**** Supplied data ****
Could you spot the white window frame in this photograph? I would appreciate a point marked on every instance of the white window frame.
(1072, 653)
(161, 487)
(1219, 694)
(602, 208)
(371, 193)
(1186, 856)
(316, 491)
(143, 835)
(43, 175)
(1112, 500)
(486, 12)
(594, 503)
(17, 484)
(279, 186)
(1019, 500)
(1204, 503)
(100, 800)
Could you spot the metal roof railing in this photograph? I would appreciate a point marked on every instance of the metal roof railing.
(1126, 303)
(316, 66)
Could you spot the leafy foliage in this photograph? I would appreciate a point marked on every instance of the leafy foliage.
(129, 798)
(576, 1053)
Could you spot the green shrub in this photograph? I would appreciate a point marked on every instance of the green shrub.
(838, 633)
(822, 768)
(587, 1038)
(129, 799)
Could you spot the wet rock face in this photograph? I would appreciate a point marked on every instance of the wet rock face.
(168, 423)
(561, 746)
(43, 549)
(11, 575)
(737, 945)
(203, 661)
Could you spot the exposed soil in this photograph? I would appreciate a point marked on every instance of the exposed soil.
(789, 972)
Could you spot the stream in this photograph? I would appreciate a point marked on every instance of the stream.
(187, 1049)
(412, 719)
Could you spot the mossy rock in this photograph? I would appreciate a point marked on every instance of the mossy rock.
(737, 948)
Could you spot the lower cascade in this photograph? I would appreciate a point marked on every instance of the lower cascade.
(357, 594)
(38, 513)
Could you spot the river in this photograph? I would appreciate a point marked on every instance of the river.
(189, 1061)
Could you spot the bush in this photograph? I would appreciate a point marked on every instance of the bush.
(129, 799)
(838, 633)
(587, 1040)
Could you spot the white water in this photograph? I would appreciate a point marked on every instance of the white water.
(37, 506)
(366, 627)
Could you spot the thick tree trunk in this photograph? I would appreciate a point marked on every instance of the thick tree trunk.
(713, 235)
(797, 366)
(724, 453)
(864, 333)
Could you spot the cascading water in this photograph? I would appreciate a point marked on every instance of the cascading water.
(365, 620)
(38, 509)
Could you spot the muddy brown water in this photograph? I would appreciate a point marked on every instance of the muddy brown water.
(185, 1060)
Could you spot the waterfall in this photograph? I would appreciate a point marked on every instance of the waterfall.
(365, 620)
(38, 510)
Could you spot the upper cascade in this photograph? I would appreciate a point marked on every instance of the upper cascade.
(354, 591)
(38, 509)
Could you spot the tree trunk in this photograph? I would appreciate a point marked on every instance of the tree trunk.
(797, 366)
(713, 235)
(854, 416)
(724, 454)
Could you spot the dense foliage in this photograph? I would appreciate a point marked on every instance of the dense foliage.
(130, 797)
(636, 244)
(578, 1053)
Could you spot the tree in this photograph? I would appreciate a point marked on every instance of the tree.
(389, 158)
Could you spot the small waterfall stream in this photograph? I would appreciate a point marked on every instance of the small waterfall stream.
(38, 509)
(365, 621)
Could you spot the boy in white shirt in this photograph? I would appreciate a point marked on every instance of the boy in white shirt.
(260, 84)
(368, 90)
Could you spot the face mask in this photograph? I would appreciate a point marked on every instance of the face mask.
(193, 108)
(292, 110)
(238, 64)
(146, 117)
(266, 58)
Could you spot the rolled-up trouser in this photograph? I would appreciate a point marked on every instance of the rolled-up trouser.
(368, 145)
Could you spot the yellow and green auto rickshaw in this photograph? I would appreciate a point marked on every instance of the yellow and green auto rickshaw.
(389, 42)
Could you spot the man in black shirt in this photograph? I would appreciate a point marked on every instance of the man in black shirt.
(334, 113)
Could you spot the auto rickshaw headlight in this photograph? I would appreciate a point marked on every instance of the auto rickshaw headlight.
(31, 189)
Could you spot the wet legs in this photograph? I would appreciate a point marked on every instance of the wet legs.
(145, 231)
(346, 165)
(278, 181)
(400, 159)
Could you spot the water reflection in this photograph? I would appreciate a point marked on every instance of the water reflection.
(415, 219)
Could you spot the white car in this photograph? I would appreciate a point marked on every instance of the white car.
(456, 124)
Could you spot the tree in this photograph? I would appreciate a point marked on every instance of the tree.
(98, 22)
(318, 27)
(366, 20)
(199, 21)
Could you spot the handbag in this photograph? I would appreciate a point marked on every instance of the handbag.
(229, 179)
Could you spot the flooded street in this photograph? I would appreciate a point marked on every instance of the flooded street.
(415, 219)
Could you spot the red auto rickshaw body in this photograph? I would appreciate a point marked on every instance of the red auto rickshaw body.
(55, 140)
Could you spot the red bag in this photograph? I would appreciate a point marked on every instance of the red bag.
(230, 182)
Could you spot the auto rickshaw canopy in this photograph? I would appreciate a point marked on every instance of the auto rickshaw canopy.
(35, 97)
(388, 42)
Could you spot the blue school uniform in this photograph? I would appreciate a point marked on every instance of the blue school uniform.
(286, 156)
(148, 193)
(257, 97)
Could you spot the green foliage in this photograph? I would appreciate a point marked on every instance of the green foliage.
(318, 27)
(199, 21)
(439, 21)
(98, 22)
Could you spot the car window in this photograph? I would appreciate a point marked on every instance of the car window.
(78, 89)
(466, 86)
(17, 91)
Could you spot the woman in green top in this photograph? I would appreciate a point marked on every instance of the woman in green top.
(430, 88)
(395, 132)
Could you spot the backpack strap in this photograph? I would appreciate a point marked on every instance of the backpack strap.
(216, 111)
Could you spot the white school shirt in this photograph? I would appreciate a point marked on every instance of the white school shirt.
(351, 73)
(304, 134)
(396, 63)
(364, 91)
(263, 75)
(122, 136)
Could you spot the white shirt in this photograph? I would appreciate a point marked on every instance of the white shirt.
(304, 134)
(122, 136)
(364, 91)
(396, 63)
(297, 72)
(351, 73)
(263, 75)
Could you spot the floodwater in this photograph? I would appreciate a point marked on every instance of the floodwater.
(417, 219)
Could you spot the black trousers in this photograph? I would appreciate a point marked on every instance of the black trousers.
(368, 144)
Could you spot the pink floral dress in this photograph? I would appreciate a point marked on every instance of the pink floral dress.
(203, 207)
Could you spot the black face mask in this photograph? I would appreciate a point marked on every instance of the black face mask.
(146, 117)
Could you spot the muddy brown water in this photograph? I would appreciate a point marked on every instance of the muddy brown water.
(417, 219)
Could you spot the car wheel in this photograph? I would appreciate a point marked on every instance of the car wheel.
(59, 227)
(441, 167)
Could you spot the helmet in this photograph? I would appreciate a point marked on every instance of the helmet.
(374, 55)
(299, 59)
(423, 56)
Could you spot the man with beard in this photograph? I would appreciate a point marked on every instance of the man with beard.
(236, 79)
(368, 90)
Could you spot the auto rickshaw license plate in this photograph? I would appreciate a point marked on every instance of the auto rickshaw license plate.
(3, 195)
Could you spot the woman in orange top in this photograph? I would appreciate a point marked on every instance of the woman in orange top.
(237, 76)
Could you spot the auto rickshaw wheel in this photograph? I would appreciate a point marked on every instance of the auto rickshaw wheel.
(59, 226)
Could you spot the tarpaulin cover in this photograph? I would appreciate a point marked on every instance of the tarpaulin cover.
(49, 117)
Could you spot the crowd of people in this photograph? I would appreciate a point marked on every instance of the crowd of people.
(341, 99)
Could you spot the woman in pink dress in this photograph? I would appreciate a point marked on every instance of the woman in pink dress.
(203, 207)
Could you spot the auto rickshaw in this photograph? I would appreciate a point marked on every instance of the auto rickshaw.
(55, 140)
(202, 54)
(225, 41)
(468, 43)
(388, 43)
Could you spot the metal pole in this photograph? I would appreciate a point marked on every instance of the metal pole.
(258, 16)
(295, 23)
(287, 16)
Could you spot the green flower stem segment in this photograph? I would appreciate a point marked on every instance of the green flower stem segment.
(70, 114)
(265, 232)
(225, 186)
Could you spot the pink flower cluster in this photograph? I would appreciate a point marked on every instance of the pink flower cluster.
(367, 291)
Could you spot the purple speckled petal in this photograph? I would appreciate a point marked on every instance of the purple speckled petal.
****
> Task goal: Lines from the one containing "Could you spot the woman in orange" through the final line are to be given again verbatim, with nothing before or after.

> Output for this task:
Could you spot the woman in orange top in this photograph? I would appreciate a point marked on every instance of the woman in orange top.
(237, 76)
Could you spot the auto rickshaw wheel in this photograph? I would appreciate a point marked on every instance of the auto rickshaw wheel.
(59, 226)
Could you spot the tarpaulin cover in this photograph? I would appreciate a point marked on every instance of the tarpaulin cover.
(49, 117)
Could you spot the crowd of people in this photograph? I would appreciate a point marked on every instance of the crowd of people.
(341, 99)
Could you spot the woman in pink dress in this photograph? I would appreciate a point marked on every instance of the woman in pink dress.
(203, 207)
Could you spot the auto rickshaw in this photograph? I would appreciate a point marked on every instance of the auto rickshaw.
(55, 140)
(202, 54)
(225, 41)
(468, 43)
(388, 43)
Could you spot the metal pole in this photograph? I would appreciate a point marked on every instance of the metal pole.
(258, 16)
(295, 23)
(287, 16)
Could you spot the green flower stem segment in this photograph? I would appreciate a point marked on every instance of the green flower stem segment.
(70, 114)
(265, 232)
(225, 186)
Could you spot the pink flower cluster in this photograph? I would appreciate a point marked on every instance of the pink flower cluster.
(367, 291)
Could you spot the purple speckled petal in this photograph? I would appreciate a point marked on every instance of the purple speckled petal.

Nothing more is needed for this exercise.